# Data rows:

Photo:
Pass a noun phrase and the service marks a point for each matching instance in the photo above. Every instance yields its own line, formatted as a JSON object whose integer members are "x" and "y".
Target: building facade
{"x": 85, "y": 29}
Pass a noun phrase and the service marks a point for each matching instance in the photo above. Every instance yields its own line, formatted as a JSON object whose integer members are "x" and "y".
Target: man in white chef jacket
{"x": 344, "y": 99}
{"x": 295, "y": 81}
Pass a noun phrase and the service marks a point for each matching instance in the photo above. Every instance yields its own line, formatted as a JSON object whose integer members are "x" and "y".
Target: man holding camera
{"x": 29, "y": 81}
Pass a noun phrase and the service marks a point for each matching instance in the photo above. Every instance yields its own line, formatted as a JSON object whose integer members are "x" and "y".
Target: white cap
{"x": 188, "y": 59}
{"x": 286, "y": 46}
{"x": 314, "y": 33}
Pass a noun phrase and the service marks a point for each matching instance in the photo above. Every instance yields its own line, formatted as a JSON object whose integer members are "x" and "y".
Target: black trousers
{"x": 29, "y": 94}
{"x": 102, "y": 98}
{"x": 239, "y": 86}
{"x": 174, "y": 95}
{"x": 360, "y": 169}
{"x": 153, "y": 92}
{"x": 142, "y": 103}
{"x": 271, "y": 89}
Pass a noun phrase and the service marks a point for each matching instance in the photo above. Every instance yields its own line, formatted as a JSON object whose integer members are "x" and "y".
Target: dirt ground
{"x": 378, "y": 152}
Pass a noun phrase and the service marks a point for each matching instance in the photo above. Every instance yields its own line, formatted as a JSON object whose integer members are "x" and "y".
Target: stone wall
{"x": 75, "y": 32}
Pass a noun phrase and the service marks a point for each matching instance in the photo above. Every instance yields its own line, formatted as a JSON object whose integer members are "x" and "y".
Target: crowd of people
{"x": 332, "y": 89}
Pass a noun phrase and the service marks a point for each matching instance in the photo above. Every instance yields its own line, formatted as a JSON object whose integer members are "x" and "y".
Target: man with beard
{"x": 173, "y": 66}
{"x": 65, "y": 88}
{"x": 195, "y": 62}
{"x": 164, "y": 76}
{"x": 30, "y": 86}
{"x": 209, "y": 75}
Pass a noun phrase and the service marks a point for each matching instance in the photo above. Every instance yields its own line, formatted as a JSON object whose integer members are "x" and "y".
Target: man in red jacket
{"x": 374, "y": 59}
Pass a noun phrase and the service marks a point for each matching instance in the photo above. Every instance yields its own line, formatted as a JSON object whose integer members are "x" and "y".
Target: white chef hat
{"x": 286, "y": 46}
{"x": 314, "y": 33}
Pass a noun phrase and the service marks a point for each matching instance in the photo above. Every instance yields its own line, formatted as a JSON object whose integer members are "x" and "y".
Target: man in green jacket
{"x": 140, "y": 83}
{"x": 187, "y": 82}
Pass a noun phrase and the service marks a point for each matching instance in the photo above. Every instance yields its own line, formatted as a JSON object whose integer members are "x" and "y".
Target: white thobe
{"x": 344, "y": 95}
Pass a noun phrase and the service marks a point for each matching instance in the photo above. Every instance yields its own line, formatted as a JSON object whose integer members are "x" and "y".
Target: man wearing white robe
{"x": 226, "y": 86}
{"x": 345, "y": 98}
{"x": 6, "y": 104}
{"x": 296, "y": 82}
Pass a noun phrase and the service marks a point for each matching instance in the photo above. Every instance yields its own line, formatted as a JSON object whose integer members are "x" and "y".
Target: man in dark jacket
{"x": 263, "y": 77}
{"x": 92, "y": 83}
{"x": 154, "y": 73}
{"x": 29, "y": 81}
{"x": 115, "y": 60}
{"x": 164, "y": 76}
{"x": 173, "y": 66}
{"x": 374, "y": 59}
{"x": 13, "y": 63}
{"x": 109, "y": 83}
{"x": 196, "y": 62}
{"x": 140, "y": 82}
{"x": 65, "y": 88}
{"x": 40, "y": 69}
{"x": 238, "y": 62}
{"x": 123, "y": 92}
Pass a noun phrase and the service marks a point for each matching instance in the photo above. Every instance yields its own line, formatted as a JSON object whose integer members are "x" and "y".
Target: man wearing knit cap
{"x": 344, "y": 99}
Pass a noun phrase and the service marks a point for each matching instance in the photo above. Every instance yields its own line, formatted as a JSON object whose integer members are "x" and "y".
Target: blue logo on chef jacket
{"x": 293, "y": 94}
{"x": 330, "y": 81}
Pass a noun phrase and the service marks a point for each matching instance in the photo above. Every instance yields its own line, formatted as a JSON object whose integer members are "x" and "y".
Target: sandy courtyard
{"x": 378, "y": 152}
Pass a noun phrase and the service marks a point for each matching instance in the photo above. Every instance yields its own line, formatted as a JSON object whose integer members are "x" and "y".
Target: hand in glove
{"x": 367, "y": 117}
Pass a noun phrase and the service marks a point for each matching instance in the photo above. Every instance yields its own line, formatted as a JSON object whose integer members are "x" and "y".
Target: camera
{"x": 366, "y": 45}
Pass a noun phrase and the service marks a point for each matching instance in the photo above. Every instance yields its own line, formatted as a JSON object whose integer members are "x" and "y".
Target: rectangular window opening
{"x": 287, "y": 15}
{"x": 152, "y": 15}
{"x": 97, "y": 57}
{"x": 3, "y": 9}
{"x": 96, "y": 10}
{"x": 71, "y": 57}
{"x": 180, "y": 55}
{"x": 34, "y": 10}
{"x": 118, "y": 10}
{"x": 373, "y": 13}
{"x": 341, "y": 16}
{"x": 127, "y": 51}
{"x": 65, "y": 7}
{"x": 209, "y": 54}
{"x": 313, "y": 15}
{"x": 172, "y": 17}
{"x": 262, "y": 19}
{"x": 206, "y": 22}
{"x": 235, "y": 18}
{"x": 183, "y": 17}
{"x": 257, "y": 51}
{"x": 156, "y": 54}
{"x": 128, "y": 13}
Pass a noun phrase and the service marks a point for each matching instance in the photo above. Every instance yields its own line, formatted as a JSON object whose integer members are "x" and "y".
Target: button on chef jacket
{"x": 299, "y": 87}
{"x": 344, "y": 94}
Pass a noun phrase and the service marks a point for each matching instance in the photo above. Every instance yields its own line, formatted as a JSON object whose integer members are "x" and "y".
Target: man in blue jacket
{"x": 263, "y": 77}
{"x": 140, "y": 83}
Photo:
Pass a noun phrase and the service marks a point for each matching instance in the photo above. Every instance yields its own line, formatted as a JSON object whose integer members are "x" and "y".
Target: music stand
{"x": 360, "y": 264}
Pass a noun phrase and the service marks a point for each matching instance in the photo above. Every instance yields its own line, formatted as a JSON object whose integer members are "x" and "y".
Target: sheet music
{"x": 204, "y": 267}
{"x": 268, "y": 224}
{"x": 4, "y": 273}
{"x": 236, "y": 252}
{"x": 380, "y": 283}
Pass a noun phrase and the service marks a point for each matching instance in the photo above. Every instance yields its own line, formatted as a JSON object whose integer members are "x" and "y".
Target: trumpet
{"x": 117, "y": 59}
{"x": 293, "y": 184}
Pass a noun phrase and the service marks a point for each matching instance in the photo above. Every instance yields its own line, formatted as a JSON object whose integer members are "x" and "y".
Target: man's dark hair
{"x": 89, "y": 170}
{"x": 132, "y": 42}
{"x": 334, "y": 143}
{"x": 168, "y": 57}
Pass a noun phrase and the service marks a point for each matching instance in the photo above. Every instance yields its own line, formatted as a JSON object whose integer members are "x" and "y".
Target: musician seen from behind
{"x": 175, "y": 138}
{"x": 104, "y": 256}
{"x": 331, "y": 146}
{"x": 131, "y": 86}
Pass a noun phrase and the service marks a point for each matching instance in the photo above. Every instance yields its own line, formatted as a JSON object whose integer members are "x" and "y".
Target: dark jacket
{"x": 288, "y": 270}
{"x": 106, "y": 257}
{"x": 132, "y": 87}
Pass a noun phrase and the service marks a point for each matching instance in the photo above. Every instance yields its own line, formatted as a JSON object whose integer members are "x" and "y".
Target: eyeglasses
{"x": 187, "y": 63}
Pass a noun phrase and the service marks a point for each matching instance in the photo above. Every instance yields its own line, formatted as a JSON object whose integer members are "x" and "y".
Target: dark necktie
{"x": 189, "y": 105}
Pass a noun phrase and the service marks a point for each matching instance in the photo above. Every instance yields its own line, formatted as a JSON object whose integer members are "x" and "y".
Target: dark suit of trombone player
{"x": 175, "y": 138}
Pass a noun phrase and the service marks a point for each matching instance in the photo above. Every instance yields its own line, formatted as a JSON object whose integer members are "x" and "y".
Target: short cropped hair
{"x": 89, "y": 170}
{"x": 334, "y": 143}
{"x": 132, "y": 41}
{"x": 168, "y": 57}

...

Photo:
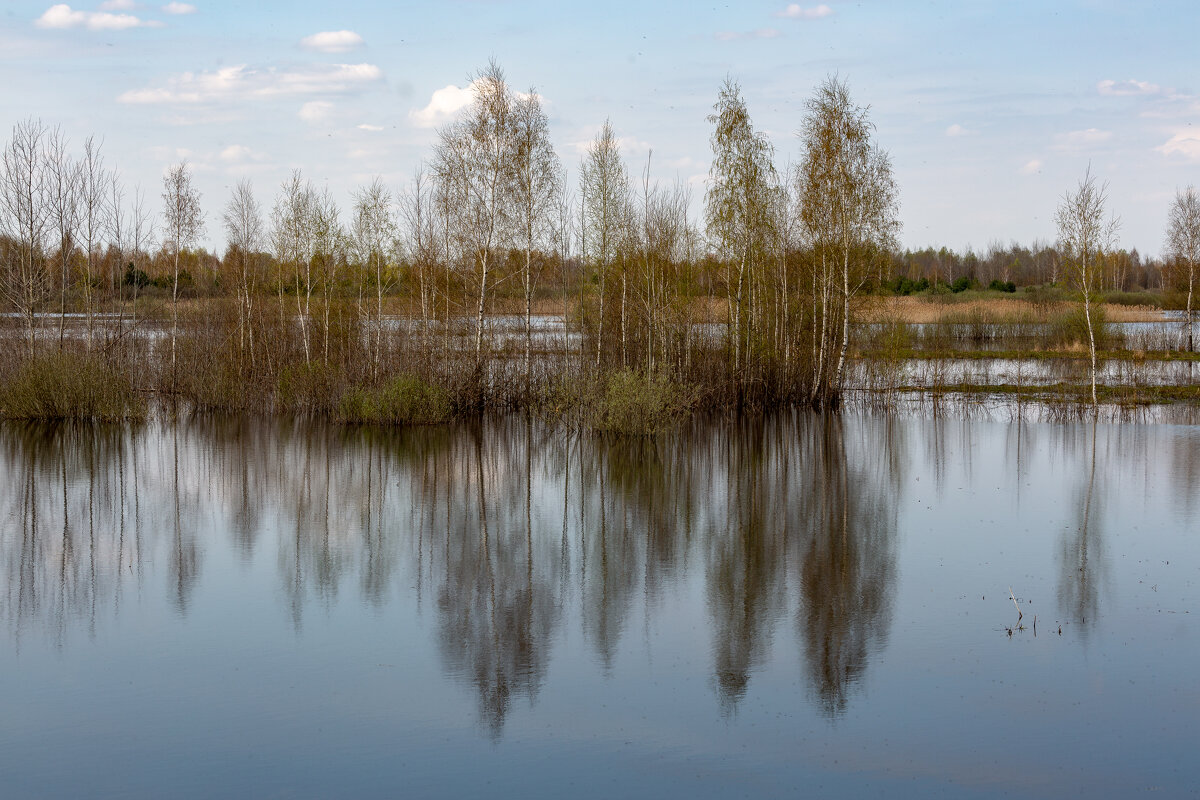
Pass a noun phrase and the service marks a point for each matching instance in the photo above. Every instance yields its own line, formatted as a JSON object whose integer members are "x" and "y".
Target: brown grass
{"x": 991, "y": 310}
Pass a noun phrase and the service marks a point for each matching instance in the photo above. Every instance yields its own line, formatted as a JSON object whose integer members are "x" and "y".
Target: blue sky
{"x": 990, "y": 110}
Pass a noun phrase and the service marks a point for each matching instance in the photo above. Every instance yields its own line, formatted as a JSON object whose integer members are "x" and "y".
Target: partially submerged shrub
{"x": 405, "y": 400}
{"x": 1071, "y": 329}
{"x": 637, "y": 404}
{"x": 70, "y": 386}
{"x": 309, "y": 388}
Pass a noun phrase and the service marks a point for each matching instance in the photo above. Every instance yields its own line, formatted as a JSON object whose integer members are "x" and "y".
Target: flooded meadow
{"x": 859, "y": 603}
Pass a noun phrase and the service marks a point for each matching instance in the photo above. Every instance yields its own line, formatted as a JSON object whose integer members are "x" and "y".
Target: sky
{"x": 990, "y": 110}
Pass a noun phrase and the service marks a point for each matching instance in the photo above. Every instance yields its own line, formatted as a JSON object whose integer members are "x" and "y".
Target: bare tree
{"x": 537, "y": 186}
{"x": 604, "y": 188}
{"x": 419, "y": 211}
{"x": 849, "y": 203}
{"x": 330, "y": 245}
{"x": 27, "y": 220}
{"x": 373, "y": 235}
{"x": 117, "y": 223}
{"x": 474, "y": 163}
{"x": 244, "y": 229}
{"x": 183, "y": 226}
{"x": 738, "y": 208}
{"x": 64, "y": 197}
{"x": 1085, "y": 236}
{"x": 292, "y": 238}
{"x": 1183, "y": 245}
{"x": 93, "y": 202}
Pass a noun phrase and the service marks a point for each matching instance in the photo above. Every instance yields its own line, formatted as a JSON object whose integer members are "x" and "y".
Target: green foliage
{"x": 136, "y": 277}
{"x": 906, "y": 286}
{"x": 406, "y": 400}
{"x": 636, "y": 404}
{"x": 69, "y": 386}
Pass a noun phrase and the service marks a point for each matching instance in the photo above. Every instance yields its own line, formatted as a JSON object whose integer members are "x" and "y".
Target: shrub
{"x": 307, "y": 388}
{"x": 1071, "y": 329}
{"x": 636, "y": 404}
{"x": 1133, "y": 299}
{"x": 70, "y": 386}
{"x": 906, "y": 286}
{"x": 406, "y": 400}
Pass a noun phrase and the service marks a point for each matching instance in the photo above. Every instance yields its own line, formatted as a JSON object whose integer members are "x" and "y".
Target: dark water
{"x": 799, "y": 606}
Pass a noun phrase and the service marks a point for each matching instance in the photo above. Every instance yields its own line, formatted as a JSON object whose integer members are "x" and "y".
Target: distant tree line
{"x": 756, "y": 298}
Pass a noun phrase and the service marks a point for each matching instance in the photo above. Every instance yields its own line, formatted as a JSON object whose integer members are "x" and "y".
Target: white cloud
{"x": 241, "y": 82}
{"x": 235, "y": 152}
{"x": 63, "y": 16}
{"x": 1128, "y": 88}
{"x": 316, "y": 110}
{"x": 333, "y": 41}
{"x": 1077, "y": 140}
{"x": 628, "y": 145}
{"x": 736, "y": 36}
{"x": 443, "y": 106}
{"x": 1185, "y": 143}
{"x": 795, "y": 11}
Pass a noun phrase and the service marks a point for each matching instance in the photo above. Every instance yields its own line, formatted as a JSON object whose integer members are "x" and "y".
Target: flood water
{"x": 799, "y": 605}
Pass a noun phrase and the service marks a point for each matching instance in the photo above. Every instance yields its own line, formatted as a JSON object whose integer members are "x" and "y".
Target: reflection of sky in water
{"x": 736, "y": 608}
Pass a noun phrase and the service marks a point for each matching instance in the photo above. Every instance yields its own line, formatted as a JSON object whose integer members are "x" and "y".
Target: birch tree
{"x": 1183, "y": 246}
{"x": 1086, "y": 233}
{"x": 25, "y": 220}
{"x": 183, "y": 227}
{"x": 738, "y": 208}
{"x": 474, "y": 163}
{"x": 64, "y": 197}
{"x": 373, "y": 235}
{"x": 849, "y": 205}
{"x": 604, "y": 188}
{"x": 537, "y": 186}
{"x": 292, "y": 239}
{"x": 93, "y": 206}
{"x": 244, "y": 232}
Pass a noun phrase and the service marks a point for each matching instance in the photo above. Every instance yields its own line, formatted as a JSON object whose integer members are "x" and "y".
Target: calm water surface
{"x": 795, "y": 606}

...

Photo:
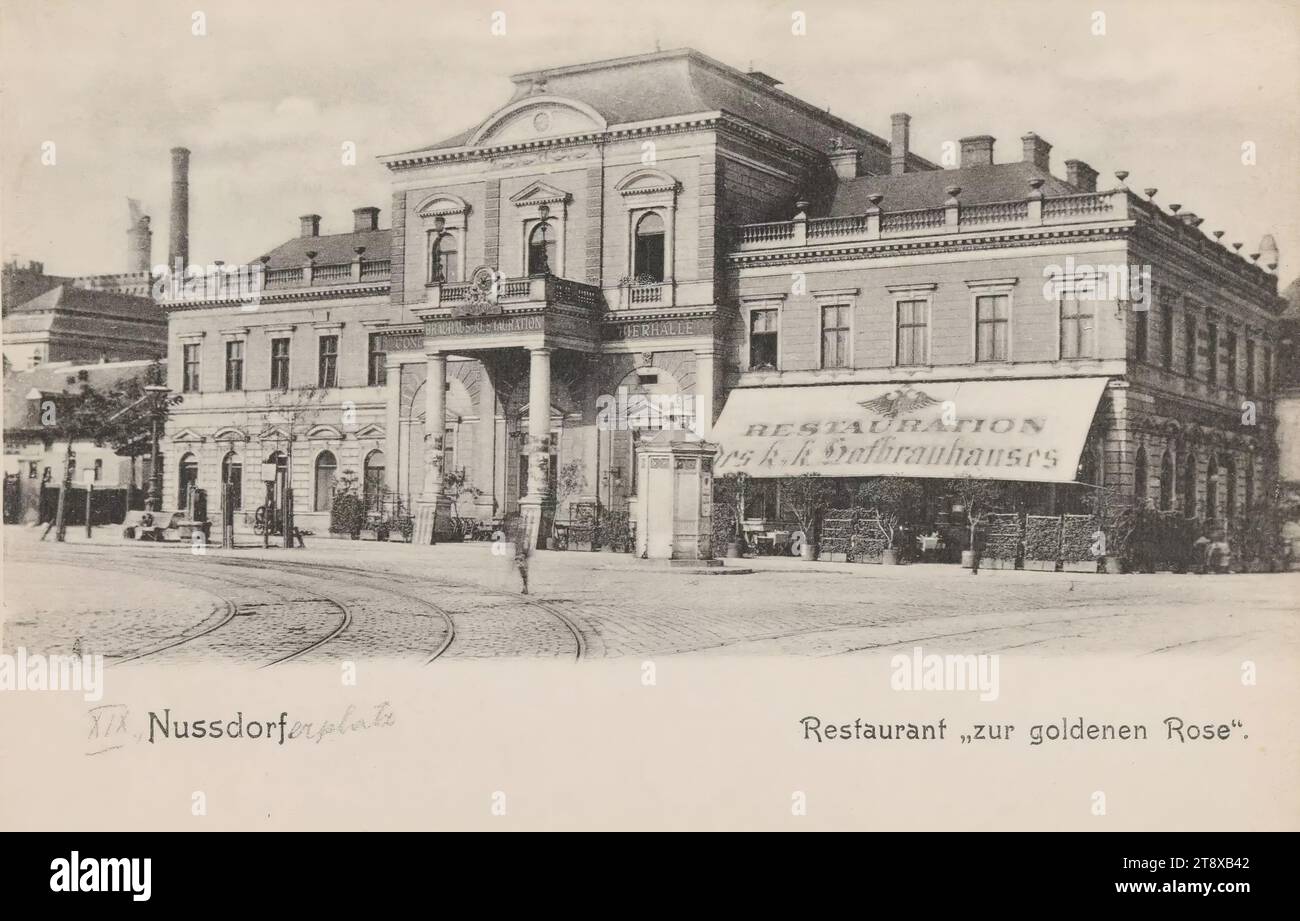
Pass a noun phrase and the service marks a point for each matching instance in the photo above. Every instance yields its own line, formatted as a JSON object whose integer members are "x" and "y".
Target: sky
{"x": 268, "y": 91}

# The request:
Pull out each line of the material above that contains the word "dark", and copy those lines.

# Exercise result:
Target: man in dark jacket
Target: man's dark hair
Target: dark jacket
Target: dark necktie
Target: dark suit of trombone player
Target: dark water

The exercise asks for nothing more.